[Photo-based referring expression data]
==*==

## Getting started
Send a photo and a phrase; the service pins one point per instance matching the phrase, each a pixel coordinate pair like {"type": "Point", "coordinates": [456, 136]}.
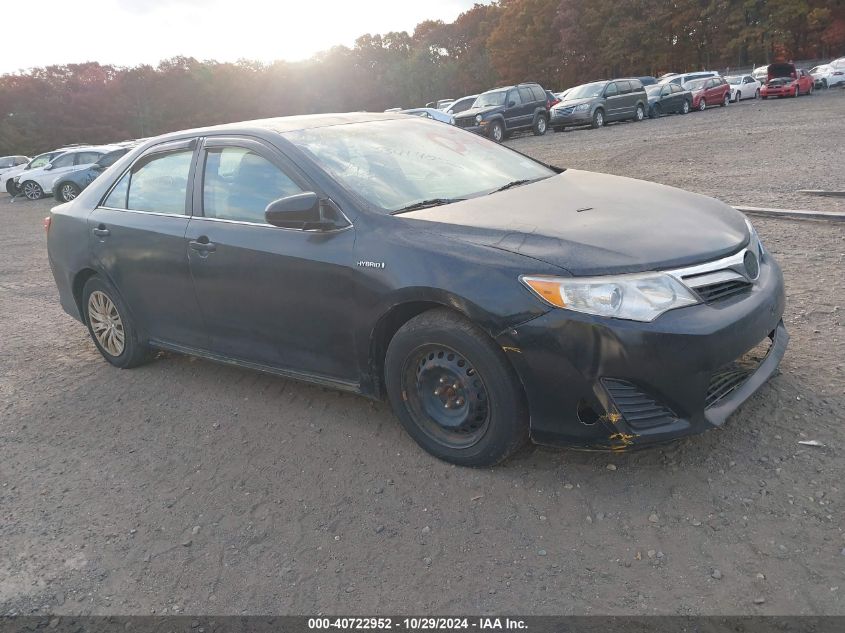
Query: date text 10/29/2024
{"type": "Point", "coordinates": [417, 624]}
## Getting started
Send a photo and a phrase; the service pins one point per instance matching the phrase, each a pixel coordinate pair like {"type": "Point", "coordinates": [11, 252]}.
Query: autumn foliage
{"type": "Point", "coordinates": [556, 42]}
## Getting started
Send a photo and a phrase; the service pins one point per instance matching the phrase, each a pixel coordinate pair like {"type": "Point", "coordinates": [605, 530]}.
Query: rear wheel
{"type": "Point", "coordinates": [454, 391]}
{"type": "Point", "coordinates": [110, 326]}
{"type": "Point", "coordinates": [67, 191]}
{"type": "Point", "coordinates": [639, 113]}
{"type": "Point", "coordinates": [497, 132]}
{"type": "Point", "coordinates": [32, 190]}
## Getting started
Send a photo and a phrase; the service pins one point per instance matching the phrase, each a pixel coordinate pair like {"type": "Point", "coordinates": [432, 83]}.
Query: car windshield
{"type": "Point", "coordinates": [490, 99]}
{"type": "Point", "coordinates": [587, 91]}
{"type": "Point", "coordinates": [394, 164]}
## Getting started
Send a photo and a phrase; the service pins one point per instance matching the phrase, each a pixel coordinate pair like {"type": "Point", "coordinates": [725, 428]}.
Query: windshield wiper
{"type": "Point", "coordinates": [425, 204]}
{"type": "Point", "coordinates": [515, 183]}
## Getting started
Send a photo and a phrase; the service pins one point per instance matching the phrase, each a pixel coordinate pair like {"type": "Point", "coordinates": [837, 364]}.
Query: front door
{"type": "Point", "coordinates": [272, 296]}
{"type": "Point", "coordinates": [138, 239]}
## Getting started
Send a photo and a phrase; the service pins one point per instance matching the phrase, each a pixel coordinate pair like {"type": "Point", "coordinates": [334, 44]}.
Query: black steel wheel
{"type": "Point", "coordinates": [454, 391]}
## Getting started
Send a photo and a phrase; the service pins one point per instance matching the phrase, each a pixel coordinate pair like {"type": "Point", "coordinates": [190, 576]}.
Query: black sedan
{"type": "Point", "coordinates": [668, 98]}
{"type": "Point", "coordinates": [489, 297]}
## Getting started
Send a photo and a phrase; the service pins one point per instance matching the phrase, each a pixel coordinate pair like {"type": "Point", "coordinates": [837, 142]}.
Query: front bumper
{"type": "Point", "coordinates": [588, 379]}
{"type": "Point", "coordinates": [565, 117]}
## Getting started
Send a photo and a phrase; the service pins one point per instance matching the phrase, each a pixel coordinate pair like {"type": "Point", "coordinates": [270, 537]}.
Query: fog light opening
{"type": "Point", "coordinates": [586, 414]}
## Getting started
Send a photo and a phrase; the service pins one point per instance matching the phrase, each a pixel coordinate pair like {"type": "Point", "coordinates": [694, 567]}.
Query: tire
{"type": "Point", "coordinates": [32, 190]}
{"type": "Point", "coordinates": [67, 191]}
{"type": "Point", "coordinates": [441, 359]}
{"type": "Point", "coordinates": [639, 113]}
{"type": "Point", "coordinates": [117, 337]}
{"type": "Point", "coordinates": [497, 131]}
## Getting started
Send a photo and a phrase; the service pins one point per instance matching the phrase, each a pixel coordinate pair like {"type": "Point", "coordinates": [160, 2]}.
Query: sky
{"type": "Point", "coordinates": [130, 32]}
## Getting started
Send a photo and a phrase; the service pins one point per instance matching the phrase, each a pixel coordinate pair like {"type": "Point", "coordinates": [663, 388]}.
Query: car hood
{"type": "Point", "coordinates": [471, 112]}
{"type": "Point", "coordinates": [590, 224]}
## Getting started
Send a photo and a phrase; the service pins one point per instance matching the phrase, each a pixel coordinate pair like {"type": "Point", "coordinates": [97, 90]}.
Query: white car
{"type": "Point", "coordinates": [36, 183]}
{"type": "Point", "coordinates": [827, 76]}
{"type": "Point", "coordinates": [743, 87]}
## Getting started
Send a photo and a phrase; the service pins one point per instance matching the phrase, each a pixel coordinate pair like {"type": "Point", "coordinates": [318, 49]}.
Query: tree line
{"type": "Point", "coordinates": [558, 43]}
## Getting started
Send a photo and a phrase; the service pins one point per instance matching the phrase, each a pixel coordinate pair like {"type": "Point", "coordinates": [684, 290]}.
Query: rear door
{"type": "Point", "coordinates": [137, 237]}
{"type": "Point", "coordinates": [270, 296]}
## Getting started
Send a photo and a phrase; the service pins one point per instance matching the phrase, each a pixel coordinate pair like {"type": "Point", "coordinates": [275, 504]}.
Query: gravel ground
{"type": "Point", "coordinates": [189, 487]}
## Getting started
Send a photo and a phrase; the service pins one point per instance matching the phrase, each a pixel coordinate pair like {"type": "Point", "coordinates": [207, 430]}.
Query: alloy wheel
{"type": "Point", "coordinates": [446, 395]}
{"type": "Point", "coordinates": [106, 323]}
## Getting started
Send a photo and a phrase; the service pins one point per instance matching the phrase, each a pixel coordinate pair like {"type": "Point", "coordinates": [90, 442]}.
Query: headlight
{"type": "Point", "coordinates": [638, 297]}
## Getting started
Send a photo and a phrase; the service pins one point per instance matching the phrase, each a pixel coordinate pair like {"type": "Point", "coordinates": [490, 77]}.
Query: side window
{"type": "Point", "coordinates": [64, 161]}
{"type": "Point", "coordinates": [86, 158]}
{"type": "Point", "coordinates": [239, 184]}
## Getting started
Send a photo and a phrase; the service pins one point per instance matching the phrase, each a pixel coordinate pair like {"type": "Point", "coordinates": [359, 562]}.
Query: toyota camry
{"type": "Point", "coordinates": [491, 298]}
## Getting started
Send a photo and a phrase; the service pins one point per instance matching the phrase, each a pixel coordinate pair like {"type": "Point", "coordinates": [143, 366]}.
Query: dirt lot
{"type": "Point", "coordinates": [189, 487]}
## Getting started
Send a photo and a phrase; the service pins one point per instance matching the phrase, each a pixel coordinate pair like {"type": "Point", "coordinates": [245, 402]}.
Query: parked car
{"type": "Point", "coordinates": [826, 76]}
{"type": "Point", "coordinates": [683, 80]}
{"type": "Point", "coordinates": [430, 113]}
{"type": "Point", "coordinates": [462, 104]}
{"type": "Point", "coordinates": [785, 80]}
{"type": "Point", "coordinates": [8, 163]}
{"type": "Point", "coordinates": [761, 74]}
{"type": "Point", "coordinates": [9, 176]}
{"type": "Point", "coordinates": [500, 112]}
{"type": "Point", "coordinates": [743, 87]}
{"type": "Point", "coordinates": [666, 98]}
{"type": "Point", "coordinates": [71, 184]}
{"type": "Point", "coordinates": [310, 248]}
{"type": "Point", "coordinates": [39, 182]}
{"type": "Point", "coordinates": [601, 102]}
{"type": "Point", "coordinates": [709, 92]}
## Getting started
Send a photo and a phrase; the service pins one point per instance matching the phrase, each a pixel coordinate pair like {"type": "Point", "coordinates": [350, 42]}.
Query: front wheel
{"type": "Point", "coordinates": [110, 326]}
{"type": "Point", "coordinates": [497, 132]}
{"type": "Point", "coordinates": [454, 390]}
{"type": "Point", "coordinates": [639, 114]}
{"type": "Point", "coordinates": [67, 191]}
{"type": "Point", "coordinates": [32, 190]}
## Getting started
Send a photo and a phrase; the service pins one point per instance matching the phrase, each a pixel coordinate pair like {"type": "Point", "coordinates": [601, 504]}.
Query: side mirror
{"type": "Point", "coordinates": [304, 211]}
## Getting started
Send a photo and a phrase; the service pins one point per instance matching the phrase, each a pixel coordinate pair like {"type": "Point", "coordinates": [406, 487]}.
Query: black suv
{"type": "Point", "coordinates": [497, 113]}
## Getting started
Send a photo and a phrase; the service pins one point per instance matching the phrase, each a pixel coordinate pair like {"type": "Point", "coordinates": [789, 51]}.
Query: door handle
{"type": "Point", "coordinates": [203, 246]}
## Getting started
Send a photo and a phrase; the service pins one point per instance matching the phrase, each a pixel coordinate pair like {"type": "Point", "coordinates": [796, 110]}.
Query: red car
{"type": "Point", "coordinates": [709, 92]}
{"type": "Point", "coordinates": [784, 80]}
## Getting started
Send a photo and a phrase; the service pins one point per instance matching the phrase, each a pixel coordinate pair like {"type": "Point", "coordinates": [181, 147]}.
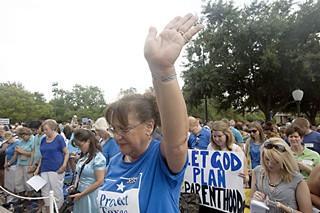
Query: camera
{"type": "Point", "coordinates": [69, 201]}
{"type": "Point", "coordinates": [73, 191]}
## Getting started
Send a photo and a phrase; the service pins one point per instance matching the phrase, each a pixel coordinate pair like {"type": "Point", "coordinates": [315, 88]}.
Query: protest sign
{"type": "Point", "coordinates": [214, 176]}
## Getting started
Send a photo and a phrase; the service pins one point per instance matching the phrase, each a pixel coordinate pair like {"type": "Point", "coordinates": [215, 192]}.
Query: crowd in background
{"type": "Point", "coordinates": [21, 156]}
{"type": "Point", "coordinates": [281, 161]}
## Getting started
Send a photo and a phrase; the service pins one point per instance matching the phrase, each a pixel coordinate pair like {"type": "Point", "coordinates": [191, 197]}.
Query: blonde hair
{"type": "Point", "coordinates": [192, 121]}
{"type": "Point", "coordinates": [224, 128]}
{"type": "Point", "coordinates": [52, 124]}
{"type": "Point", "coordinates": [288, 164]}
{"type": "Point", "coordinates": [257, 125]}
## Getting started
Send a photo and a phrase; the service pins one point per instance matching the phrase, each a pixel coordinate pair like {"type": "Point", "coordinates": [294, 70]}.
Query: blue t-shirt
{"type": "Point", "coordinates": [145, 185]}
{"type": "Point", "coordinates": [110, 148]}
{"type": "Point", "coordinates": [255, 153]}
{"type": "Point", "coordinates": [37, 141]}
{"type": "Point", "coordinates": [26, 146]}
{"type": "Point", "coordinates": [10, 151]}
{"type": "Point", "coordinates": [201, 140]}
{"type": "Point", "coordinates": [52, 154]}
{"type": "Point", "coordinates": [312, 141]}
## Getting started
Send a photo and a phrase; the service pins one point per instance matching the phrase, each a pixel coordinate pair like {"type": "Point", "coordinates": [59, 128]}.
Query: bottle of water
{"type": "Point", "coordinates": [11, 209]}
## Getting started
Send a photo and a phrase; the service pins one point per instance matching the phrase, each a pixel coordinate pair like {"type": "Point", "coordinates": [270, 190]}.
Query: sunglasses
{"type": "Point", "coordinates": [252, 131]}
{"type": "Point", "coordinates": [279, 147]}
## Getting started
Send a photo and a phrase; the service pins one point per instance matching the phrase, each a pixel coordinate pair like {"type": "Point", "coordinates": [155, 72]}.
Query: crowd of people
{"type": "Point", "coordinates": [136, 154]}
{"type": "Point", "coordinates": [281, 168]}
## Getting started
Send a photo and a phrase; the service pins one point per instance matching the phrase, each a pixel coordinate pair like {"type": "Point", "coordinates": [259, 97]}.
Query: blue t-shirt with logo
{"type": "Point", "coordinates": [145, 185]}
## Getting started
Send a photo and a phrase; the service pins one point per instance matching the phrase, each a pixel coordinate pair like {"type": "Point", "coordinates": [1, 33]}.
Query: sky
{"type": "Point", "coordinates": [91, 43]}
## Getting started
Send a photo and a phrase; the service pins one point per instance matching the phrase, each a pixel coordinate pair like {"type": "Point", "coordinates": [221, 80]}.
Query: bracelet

==*==

■ Directions for this task:
Give the lines from the one containing "Query: crowd of people" through the end of the entries again, exactly as written and with no other lines.

■ Exercise result:
Query: crowd of people
{"type": "Point", "coordinates": [136, 154]}
{"type": "Point", "coordinates": [281, 168]}
## Getting started
Send a photo and a phrase; the service pins one point per instance matching the phrase, each a pixel coordinate pair like {"type": "Point", "coordinates": [259, 97]}.
Query: blue t-shirt with logo
{"type": "Point", "coordinates": [145, 185]}
## Getting started
Send a photo and a phrase; the service pins one point per instance matching the phrase, each a pixel coordinate pair like {"type": "Point", "coordinates": [1, 33]}.
Query: sky
{"type": "Point", "coordinates": [91, 43]}
## Getting started
Send a photo and a phrase; the service pins one point per instance matching the phrase, each a pixel coordinate pair like {"type": "Point", "coordinates": [221, 80]}.
Query: bracelet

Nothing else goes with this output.